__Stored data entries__
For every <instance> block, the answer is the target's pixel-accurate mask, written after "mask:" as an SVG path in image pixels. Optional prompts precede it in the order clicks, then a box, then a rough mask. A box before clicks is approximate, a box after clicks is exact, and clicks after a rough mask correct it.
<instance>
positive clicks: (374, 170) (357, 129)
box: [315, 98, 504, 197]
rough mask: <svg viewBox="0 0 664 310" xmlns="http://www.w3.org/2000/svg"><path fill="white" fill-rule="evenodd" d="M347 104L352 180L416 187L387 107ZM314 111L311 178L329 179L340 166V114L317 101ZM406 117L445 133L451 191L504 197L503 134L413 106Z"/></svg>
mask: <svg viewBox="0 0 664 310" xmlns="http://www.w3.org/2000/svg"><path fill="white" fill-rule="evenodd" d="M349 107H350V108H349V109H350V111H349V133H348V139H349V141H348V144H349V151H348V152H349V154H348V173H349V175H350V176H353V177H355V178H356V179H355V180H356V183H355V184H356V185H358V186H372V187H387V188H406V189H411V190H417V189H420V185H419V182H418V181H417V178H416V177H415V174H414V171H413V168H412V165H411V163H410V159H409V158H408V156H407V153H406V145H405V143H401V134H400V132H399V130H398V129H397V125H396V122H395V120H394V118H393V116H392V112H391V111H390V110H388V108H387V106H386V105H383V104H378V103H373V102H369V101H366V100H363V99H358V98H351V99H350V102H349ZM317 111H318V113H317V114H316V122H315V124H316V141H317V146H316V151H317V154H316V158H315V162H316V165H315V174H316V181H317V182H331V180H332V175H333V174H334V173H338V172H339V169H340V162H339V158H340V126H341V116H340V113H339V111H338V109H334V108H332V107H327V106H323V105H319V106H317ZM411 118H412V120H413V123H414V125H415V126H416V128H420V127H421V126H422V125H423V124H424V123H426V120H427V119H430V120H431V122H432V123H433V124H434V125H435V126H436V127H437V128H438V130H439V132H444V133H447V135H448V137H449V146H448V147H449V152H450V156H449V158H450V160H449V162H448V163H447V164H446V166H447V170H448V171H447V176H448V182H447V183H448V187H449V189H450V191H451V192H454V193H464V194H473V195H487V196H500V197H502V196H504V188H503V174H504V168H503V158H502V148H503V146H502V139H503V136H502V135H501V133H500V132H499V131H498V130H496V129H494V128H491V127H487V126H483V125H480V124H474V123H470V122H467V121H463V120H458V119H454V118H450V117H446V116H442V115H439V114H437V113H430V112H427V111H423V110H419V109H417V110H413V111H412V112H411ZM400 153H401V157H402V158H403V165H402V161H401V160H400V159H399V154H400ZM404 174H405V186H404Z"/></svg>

__PROBLEM DESCRIPTION__
The expected response is the full set of records, reproduced exactly.

__ANSWER BOX__
For every <instance> block, the answer is the target's pixel-accurate mask, written after "mask:" as an SVG path in image pixels. Optional prompts precede it in the order clicks, then a box, then a rough mask. A box before clicks is approximate, a box after clicks is exact, and clicks after a rough mask correct it.
<instance>
positive clicks: (374, 170) (357, 129)
box: [315, 98, 504, 197]
rough mask: <svg viewBox="0 0 664 310" xmlns="http://www.w3.org/2000/svg"><path fill="white" fill-rule="evenodd" d="M347 104L352 180L416 187L387 107ZM314 111L311 178L329 179L340 166V114L317 101ZM406 117L445 133L451 191L504 197L503 134L413 106Z"/></svg>
mask: <svg viewBox="0 0 664 310" xmlns="http://www.w3.org/2000/svg"><path fill="white" fill-rule="evenodd" d="M349 107H350V108H349V109H350V111H349V133H348V139H349V141H348V144H349V151H348V152H349V154H348V173H349V175H350V176H353V177H355V178H356V179H355V180H356V183H355V184H356V185H358V186H372V187H387V188H406V189H411V190H417V189H420V185H419V182H418V181H417V178H416V177H415V174H414V171H413V168H412V165H411V163H410V159H409V158H408V156H407V153H406V145H405V143H401V134H400V132H399V130H398V129H397V125H396V122H395V120H394V118H393V116H392V112H391V111H390V110H388V108H387V106H386V105H383V104H378V103H373V102H369V101H366V100H363V99H358V98H351V99H350V102H349ZM317 111H318V113H317V114H316V122H315V124H316V141H317V146H316V151H317V154H316V158H315V162H316V165H315V174H316V181H317V182H331V180H332V175H333V174H334V173H338V172H339V169H340V162H339V158H340V126H341V116H340V113H339V111H338V109H334V108H332V107H327V106H323V105H319V106H317ZM411 118H412V120H413V123H414V125H415V126H416V128H420V127H421V126H422V125H423V124H424V123H426V120H427V119H430V120H431V122H432V123H433V124H434V125H435V126H436V127H437V128H438V130H439V132H444V133H447V135H448V137H449V146H448V147H449V152H450V156H449V158H450V160H449V162H448V163H447V164H446V166H447V170H448V171H447V176H448V182H447V183H448V187H449V189H450V191H451V192H454V193H464V194H473V195H487V196H500V197H502V196H504V188H503V174H504V168H503V158H502V148H503V146H502V139H503V136H502V135H501V133H500V132H499V131H498V130H496V129H494V128H491V127H487V126H483V125H480V124H474V123H470V122H467V121H463V120H458V119H454V118H450V117H446V116H442V115H439V114H437V113H430V112H427V111H423V110H419V109H417V110H413V111H412V112H411ZM400 153H401V157H402V158H403V165H402V161H401V160H400V159H399V154H400ZM404 174H405V186H404Z"/></svg>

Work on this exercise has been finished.